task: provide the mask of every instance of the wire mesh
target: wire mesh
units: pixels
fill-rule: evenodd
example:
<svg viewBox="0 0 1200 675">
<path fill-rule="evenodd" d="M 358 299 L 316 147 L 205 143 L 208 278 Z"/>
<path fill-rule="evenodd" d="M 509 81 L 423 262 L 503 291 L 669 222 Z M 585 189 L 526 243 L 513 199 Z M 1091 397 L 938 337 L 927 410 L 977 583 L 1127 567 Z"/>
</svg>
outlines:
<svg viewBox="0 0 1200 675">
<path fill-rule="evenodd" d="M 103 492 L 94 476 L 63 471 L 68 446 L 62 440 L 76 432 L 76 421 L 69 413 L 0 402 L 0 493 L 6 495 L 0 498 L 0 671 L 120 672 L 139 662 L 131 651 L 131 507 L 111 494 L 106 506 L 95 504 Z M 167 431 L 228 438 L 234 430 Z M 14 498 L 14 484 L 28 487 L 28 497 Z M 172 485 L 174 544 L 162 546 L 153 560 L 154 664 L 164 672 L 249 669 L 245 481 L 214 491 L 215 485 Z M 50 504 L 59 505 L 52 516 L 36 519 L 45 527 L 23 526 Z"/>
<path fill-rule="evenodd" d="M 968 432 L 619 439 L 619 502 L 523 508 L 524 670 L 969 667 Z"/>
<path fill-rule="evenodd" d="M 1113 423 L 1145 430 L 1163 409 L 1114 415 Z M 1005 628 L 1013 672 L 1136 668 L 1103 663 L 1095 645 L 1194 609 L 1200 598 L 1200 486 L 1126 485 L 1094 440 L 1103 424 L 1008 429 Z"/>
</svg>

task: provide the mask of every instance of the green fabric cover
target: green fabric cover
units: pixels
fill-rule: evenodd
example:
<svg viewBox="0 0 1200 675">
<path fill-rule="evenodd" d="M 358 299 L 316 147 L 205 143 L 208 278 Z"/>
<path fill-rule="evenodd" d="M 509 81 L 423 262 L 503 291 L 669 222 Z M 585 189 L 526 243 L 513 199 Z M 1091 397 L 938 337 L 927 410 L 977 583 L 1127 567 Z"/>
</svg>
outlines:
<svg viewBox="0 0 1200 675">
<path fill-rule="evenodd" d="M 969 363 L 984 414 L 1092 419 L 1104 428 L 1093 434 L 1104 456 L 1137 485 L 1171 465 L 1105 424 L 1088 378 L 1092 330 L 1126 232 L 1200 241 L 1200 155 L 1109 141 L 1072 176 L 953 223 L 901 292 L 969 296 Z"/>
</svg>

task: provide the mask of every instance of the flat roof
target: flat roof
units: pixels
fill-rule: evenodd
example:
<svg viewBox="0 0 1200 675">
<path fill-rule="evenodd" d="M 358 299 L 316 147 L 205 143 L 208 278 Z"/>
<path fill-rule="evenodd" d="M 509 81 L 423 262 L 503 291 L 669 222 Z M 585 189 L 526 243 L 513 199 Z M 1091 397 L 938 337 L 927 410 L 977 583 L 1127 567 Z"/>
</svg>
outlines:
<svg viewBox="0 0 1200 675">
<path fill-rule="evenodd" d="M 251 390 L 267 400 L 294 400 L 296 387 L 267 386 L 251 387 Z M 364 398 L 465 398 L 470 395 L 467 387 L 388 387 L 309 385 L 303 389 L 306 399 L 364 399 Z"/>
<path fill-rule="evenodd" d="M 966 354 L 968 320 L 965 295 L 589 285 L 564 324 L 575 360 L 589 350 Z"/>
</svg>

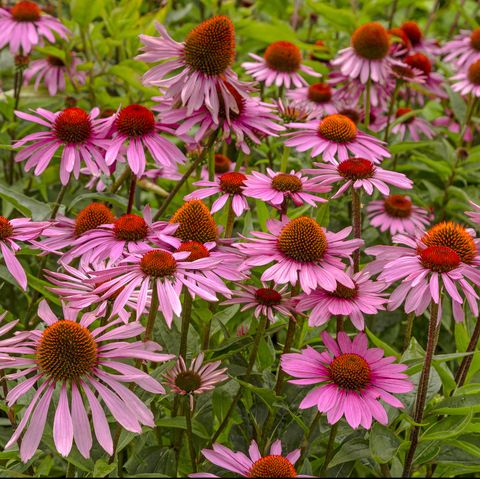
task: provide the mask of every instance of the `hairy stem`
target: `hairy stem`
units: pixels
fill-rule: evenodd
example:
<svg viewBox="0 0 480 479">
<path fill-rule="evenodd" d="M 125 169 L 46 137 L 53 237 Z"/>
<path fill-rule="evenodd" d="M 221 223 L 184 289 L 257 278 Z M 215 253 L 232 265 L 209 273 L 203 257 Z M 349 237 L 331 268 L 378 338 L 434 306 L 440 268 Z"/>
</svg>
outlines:
<svg viewBox="0 0 480 479">
<path fill-rule="evenodd" d="M 180 349 L 178 355 L 184 360 L 187 356 L 188 329 L 192 317 L 192 297 L 186 286 L 183 287 L 182 330 L 180 333 Z"/>
<path fill-rule="evenodd" d="M 128 191 L 127 215 L 132 212 L 133 203 L 135 203 L 135 190 L 137 189 L 137 176 L 130 172 L 130 189 Z"/>
<path fill-rule="evenodd" d="M 477 318 L 477 322 L 475 323 L 475 328 L 473 329 L 472 337 L 470 338 L 470 342 L 467 346 L 467 353 L 473 353 L 477 348 L 478 339 L 480 338 L 480 315 Z M 460 363 L 458 368 L 457 374 L 455 374 L 455 382 L 457 383 L 457 387 L 460 388 L 465 384 L 465 380 L 467 379 L 468 370 L 470 369 L 470 365 L 473 361 L 473 354 L 465 356 Z"/>
<path fill-rule="evenodd" d="M 330 429 L 330 435 L 328 436 L 327 450 L 325 451 L 325 459 L 323 461 L 322 470 L 320 476 L 325 477 L 328 470 L 328 465 L 333 457 L 333 451 L 335 449 L 335 438 L 337 437 L 338 422 L 336 422 Z"/>
<path fill-rule="evenodd" d="M 192 462 L 193 472 L 197 472 L 197 455 L 195 453 L 195 445 L 193 443 L 193 432 L 192 432 L 192 414 L 193 411 L 190 409 L 189 404 L 190 397 L 185 396 L 185 421 L 187 423 L 187 443 L 188 443 L 188 452 L 190 454 L 190 461 Z"/>
<path fill-rule="evenodd" d="M 352 224 L 353 237 L 362 237 L 362 215 L 360 211 L 360 190 L 357 190 L 352 185 Z M 353 272 L 360 271 L 360 248 L 353 252 Z"/>
<path fill-rule="evenodd" d="M 408 345 L 410 344 L 414 320 L 415 320 L 415 312 L 412 311 L 407 315 L 407 324 L 405 325 L 405 336 L 403 338 L 403 351 L 406 351 L 408 348 Z"/>
<path fill-rule="evenodd" d="M 157 285 L 155 282 L 152 286 L 152 301 L 150 303 L 150 311 L 148 312 L 147 326 L 145 328 L 145 334 L 143 336 L 143 341 L 147 342 L 152 339 L 153 336 L 153 327 L 155 326 L 155 319 L 158 313 L 158 291 Z"/>
</svg>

EXERCISE BRIEF –
Give back every entry verbatim. No pictures belong in the copy.

ANSWER SPACE –
task: provide the mask of every instance of the wire mesh
target: wire mesh
units: pixels
fill-rule: evenodd
example:
<svg viewBox="0 0 1200 675">
<path fill-rule="evenodd" d="M 358 299 L 316 147 L 205 143 L 208 278 Z"/>
<path fill-rule="evenodd" d="M 509 81 L 423 262 L 503 291 L 669 222 Z M 585 189 L 526 243 L 513 199 Z M 1091 397 L 938 337 L 927 410 L 977 583 L 1127 567 Z"/>
</svg>
outlines:
<svg viewBox="0 0 1200 675">
<path fill-rule="evenodd" d="M 103 492 L 94 476 L 63 471 L 68 446 L 62 440 L 76 432 L 76 421 L 69 413 L 0 402 L 0 493 L 6 495 L 0 498 L 0 671 L 120 672 L 139 662 L 131 651 L 131 507 L 111 494 L 106 506 L 95 504 Z M 167 431 L 228 438 L 234 430 Z M 14 498 L 14 484 L 28 487 L 28 497 Z M 172 485 L 174 544 L 162 546 L 153 560 L 154 664 L 164 672 L 249 669 L 245 481 L 214 491 L 215 485 Z M 50 504 L 59 505 L 52 516 L 36 519 L 45 527 L 23 526 Z"/>
<path fill-rule="evenodd" d="M 968 432 L 619 439 L 619 502 L 523 508 L 524 670 L 969 667 Z"/>
<path fill-rule="evenodd" d="M 1113 423 L 1145 430 L 1163 409 L 1114 415 Z M 1005 628 L 1013 672 L 1136 668 L 1103 663 L 1095 645 L 1194 609 L 1200 598 L 1200 486 L 1126 485 L 1094 440 L 1103 424 L 1008 429 Z"/>
</svg>

task: provide the mask of every instance of the green fabric cover
target: green fabric cover
units: pixels
fill-rule: evenodd
example:
<svg viewBox="0 0 1200 675">
<path fill-rule="evenodd" d="M 358 299 L 316 147 L 205 143 L 208 278 Z"/>
<path fill-rule="evenodd" d="M 509 81 L 423 262 L 503 291 L 669 222 Z M 585 189 L 526 243 L 513 199 Z M 1091 397 L 938 337 L 927 410 L 977 583 L 1127 567 Z"/>
</svg>
outlines:
<svg viewBox="0 0 1200 675">
<path fill-rule="evenodd" d="M 969 363 L 984 414 L 1092 419 L 1104 428 L 1093 434 L 1104 456 L 1137 485 L 1171 465 L 1105 424 L 1088 378 L 1092 330 L 1126 232 L 1200 241 L 1200 155 L 1109 141 L 1072 176 L 953 223 L 901 292 L 969 296 Z"/>
</svg>

task: provide the mask of every instance of the flat roof
target: flat roof
units: pixels
fill-rule: evenodd
example:
<svg viewBox="0 0 1200 675">
<path fill-rule="evenodd" d="M 358 299 L 316 147 L 205 143 L 208 278 Z"/>
<path fill-rule="evenodd" d="M 509 81 L 423 262 L 503 291 L 669 222 Z M 585 189 L 526 243 L 513 199 Z M 1091 397 L 938 337 L 927 410 L 977 583 L 1127 567 Z"/>
</svg>
outlines:
<svg viewBox="0 0 1200 675">
<path fill-rule="evenodd" d="M 251 390 L 267 400 L 294 400 L 296 387 L 267 386 L 251 387 Z M 364 398 L 465 398 L 470 395 L 467 387 L 388 387 L 309 385 L 303 389 L 306 399 L 364 399 Z"/>
<path fill-rule="evenodd" d="M 966 354 L 968 320 L 965 295 L 589 285 L 564 324 L 575 360 L 589 350 Z"/>
</svg>

task: provide the mask of every instance of the `hairy stem`
target: `hairy stem`
units: pixels
fill-rule: evenodd
example:
<svg viewBox="0 0 480 479">
<path fill-rule="evenodd" d="M 125 169 L 46 137 L 53 237 Z"/>
<path fill-rule="evenodd" d="M 221 223 L 184 289 L 257 278 Z M 215 253 L 232 265 L 209 273 L 203 257 Z M 349 237 L 331 268 L 378 338 L 434 306 L 440 268 Z"/>
</svg>
outlines:
<svg viewBox="0 0 480 479">
<path fill-rule="evenodd" d="M 180 349 L 178 355 L 184 360 L 187 356 L 188 329 L 192 317 L 192 297 L 186 286 L 183 287 L 182 330 L 180 333 Z"/>
<path fill-rule="evenodd" d="M 128 191 L 127 215 L 132 212 L 133 203 L 135 203 L 135 190 L 137 189 L 137 176 L 130 172 L 130 189 Z"/>
<path fill-rule="evenodd" d="M 477 318 L 477 322 L 475 323 L 475 328 L 473 329 L 472 337 L 470 338 L 470 342 L 467 346 L 467 353 L 473 353 L 477 348 L 478 339 L 480 338 L 480 315 Z M 460 363 L 458 368 L 457 374 L 455 374 L 455 382 L 457 383 L 457 387 L 460 388 L 465 384 L 465 380 L 467 379 L 468 370 L 470 369 L 470 365 L 473 361 L 473 354 L 465 356 Z"/>
<path fill-rule="evenodd" d="M 330 429 L 330 435 L 328 436 L 327 450 L 325 451 L 325 459 L 323 461 L 322 470 L 320 476 L 325 477 L 328 470 L 328 465 L 333 457 L 333 451 L 335 449 L 335 438 L 337 437 L 338 422 L 336 422 Z"/>
<path fill-rule="evenodd" d="M 192 462 L 193 472 L 197 472 L 197 455 L 195 453 L 195 445 L 193 443 L 193 432 L 192 432 L 192 414 L 193 411 L 190 409 L 189 404 L 190 397 L 185 396 L 185 421 L 187 423 L 187 443 L 188 443 L 188 452 L 190 454 L 190 461 Z"/>
<path fill-rule="evenodd" d="M 352 224 L 353 237 L 362 237 L 362 215 L 360 211 L 360 190 L 357 190 L 352 185 Z M 353 272 L 360 271 L 360 248 L 353 252 Z"/>
<path fill-rule="evenodd" d="M 408 345 L 410 344 L 414 320 L 415 320 L 415 312 L 412 311 L 407 315 L 407 324 L 405 325 L 405 336 L 403 338 L 403 351 L 406 351 L 408 348 Z"/>
<path fill-rule="evenodd" d="M 157 285 L 155 282 L 152 286 L 152 301 L 150 303 L 150 311 L 148 312 L 147 326 L 145 328 L 145 334 L 143 336 L 143 341 L 147 342 L 152 339 L 153 336 L 153 327 L 155 326 L 155 319 L 158 313 L 158 291 Z"/>
</svg>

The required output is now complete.